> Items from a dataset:
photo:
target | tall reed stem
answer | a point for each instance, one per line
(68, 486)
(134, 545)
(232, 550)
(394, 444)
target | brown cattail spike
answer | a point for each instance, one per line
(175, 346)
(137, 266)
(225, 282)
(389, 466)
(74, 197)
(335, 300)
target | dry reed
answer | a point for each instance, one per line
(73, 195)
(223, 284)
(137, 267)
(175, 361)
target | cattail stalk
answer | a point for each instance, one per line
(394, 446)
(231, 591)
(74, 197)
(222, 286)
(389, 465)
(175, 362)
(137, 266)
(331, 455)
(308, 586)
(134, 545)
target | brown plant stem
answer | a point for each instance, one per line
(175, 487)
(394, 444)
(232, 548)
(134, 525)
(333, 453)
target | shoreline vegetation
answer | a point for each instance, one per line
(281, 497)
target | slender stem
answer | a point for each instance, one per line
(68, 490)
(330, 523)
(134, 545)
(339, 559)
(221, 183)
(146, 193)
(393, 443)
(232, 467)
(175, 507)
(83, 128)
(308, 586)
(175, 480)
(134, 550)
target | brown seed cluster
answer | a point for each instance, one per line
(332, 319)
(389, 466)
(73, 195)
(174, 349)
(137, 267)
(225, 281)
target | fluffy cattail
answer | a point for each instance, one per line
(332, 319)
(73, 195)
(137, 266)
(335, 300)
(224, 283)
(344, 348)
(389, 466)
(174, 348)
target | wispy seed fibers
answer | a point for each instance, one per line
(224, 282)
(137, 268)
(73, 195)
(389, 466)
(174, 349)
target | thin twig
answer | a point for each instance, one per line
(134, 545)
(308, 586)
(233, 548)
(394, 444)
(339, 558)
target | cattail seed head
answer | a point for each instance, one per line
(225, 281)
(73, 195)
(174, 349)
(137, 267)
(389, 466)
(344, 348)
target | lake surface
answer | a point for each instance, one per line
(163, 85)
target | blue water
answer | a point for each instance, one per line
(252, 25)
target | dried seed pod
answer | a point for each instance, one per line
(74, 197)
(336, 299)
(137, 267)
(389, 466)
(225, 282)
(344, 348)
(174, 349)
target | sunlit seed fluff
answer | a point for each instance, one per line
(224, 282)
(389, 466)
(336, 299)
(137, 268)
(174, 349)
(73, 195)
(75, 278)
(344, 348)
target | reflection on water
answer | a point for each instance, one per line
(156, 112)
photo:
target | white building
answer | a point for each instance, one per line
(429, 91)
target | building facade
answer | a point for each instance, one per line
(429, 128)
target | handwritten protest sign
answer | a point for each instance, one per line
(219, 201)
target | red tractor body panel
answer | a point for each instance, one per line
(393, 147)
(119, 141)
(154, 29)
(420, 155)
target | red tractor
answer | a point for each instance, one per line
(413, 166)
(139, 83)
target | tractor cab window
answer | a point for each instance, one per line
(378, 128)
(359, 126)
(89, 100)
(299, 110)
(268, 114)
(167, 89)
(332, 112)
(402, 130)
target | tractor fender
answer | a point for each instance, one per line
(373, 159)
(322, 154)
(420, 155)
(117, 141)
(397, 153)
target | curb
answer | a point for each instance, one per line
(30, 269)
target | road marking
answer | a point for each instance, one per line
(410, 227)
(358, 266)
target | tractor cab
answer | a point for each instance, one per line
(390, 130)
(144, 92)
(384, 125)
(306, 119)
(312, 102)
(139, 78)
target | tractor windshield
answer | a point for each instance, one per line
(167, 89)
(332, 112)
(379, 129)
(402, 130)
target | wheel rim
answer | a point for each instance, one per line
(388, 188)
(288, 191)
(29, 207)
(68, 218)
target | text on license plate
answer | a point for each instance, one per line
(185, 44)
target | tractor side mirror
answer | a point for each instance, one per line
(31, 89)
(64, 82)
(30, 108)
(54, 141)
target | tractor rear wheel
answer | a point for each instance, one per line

> EXERCISE GOAL: Write out all the rows above again, substituting "each on its own line" for "one per line" in every one and changing nothing else.

> WRITTEN ANSWER:
photo:
target | tall reed stem
answer | a point for each instance, each on its own line
(68, 486)
(134, 545)
(232, 550)
(394, 444)
target | brown cattail spike
answer | a point for each instance, each on its own line
(175, 346)
(137, 266)
(225, 282)
(389, 466)
(74, 197)
(335, 300)
target | dry reed
answer | a point for each instance, each on its own line
(73, 195)
(223, 284)
(137, 267)
(175, 361)
target | cattail stalk
answer | a point for each instance, each on its own line
(394, 446)
(231, 591)
(74, 197)
(222, 286)
(389, 465)
(175, 362)
(137, 266)
(331, 455)
(308, 586)
(134, 545)
target | brown plant stem
answer | a point for each instance, each on its own line
(175, 487)
(394, 444)
(232, 548)
(134, 525)
(333, 453)
target | shoreline vegetation
answer | a point for each instance, each on its own line
(281, 497)
target | slender stem
answer | a point for each instance, each on its own line
(68, 490)
(330, 523)
(134, 545)
(339, 559)
(221, 183)
(146, 193)
(393, 443)
(232, 467)
(175, 507)
(83, 128)
(308, 586)
(175, 480)
(134, 550)
target | brown seed cluster
answer | a point for each instance, each on its own line
(332, 319)
(389, 466)
(73, 195)
(174, 349)
(137, 267)
(225, 281)
target | fluffy cattail
answer | a point for each instance, each on its own line
(332, 319)
(73, 195)
(137, 266)
(335, 300)
(224, 283)
(344, 348)
(389, 466)
(174, 348)
target | wispy seed fibers
answer | a point for each instance, each on its own line
(224, 282)
(137, 268)
(73, 195)
(389, 466)
(174, 349)
target | thin twig
answer | a point for each instance, each on its own line
(134, 545)
(308, 586)
(233, 548)
(394, 444)
(339, 558)
target | cattail seed head
answer | a point for each instance, each on its own line
(225, 281)
(73, 195)
(174, 349)
(137, 267)
(389, 466)
(344, 348)
target | lake surface
answer | a point for each instance, each on its own line
(163, 85)
target | blue water
answer | a point for each instance, each on its own line
(252, 25)
target | dried seed pod
answer | a point for each instance, each on its own line
(74, 197)
(336, 299)
(137, 267)
(389, 466)
(225, 282)
(344, 348)
(174, 349)
target | sunlit seed fluff
answer | a point for each instance, each on its own line
(224, 282)
(389, 466)
(336, 299)
(137, 268)
(174, 349)
(73, 195)
(75, 278)
(344, 348)
target | reflection on water
answer | a point for each instance, each on its own line
(156, 112)
photo:
target | white building
answer | a point for each instance, each on its own line
(429, 91)
target | building facade
answer | a point for each instance, each on its own line
(429, 128)
target | handwritten protest sign
answer | a point for each instance, each on its own line
(219, 201)
target | red tractor body panel
answer | a point for each instance, each on its own line
(393, 147)
(119, 141)
(154, 29)
(420, 155)
target | red tractor
answer | a point for each instance, each on its own line
(413, 166)
(139, 83)
target | tractor cab window
answer | a point for each instance, each on its own line
(378, 128)
(359, 126)
(89, 100)
(299, 110)
(268, 114)
(167, 89)
(332, 112)
(402, 130)
target | tractor fender
answer | a point for each instance, each on its own line
(373, 159)
(322, 154)
(420, 155)
(117, 141)
(397, 153)
target | curb
answer | a point for each instance, each on its own line
(30, 269)
target | road marking
answer | a point for each instance, each on its own line
(410, 227)
(358, 266)
target | tractor cab
answer | a point for each instance, each on its own line
(390, 130)
(144, 92)
(384, 125)
(306, 119)
(312, 102)
(139, 78)
target | tractor windshield
answer | a point for each instance, each on its own line
(167, 89)
(332, 112)
(379, 129)
(402, 130)
target | wheel rim
answer | a point for each instance, each on its own line
(388, 188)
(288, 191)
(29, 207)
(68, 218)
target | text on license plate
answer | a point for each instance, each on its own line
(185, 44)
target | tractor side mirror
answer | a point for each instance, each on its own line
(31, 89)
(64, 82)
(30, 108)
(54, 141)
target | tractor rear wheel
answer | a point for each instance, each on its own line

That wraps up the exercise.